Votre tâche >>
Prolongez la recension consacrée au digital labor en reprenant juste après sa dernière phrase.

Extrait choisi >>
──────────────────────────────
Photo credit: Tereza Ruller @ The Royal Academy of Arts, The Hague. All rights reserved (c) 2015

Recension de “Qu’est-ce que le Digital labor” dans La nouvelle revue du travail (mai 2016)

Recensions et notes de lecture

Dominique Cardon et Antonio A. Casilli, Qu’est-ce que le Digital labor ?, Paris, Ina Éditions.

Jean-Pierre Durand
Cardon et Caselli – Qu'est-ce que le Digital Labor ?

1Ce petit ouvrage a au moins deux vertus : nous aider à définir le digital labor et faire dialoguer deux auteurs en désaccord profond sur la portée ou sur les significations de l’émergence de cette nouvelle pratique et de ses analyses scientifique outre-Atlantique (Digital Labor Studies) depuis 2009.

2Antonio Casilli, enseignant à Télécom Paris-Tech et chercheur à l’Institut interdisciplinaire de l’innovation (i3), signe la première partie en s’intéressant aux critiques des usages de l’Internet et des réseaux dits sociaux. Dans l’impossibilité d’une traduction en français du concept, Casilli voit dans ces pratiques technologisées « des formes d’activités assimilables au travail, parce que productrices de valeur, faisant l’objet d’un quelconque encadrement contractuel et soumises à des métriques de performance. Nous appelons digital labor la réduction de nos liaisons numériques” à un moment du rapport de production, la subsomption du social sous le marchand dans le contexte de nos usages technologiques. » (p. 12-13) Ce qui fait que le digital labor est une activité et/ou un travail (soit aussi un objet de recherche que l’on peut tenter de circonscrire), nourrissant un courant théorique (pluraliste) analysant ces pratiques comme productrices de valeur, à l’encontre des opposants à une telle interprétation (voir ci-dessous les contre-analyses de Dominique Cardon). Ce qui est certain est que le digital labor conteste les visions quelque peu naïves qui prévalaient dans la décennie précédente quant à la gratuité ou à la nature des activités collaboratives sur ou par Internet, voire à la création d’un Common que serait Google ou tout distributeur d’images gratuites sur le net.

3La question qui traverse cette analyse porte sur la nature et les principes de la création de valeur par les internautes, le digital labor se présentant comme « une contribution à faible intensité et à faible expertise mise à profit via des algorithmes et des fouilles de données — data mining » par des plateformes numériques. Ainsi, les utilisateurs, en tant que producteurs de données (vendues aux annonceurs) sont à la fois des marchandises et des travailleurs : « Les publics numériques sont des audiences hybrides qui ne peuvent jamais être réduites à la condition de simples spectateurs. Finalement, pour eux, une conscience exacte du moment où le dispositif numérique est en train de commander leur travail, ou de leur accorder un moment d’oisiveté est impossible à entretenir. » (p. 27) Le lecteur voit poindre ici la thèse de la création d’un surplus de travail non rémunéré au bénéfice des plateformes.
──────────────────────────────
Informations affichées >>
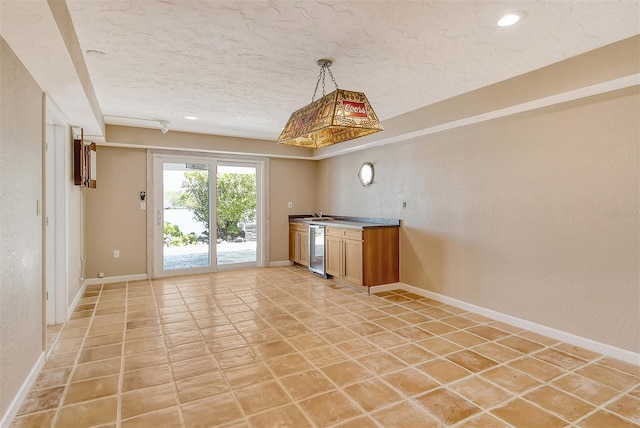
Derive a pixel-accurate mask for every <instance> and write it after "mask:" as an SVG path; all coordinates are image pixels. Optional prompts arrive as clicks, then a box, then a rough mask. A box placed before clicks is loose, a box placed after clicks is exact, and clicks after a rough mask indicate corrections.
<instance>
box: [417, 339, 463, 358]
mask: <svg viewBox="0 0 640 428" xmlns="http://www.w3.org/2000/svg"><path fill="white" fill-rule="evenodd" d="M417 345H419V346H421V347H423V348H424V349H426V350H427V351H429V352H431V353H433V354H435V355H439V356H443V355H447V354H451V353H452V352H456V351H460V350H462V349H463V348H462V347H461V346H460V345H457V344H455V343H453V342H450V341H448V340H446V339H443V338H441V337H432V338H431V339H427V340H421V341H420V342H418V343H417Z"/></svg>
──────────────────────────────
Zone de réponse >>
4L’intérêt d’un tel point de vue est de montrer comment producteur et consommateur se rejoignent ou se confondent dans une activité unique, certainement au bénéfice des propriétaires de la plateforme, mais aussi du prosumer, ce producteur-consommateur qui « travaille » d’abord pour lui-même et/ou qui prend plaisir à son activité, y compris à travers une démarche collective qui fait sens et qui pousse toujours plus loin son travail. Or, c’est justement à partir de ce travail personnel et de toutes les données qu’il produit que ces plateformes vont disposer d’informations personnelles qu’elles vont valoriser. D’où la revendication d’une rémunération de ce travail selon des voies à définir et que présente A. Casilli, que ce soit sous forme de salaire ou à partir d’une révision du droit commercial ou toute autre voie, y compris celle d’un « revenu de base comme levier d’émancipation et de mesure de compensation pour le digital labor » (p. 39). Pour commencer, on pourrait souhaiter une réforme du droit fiscal afin que ces plateformes commencent à payer les taxes là où elles opèrent, c’est-à-dire là où se situent les millions d’usagers qui réalisent un « travail invisible »

Lire la suite sur le site web de la Nouvelle Revue du Travail.

Digital labor – recension dans la Revue Européenne des Médias et du numérique (n°. 37, 2016)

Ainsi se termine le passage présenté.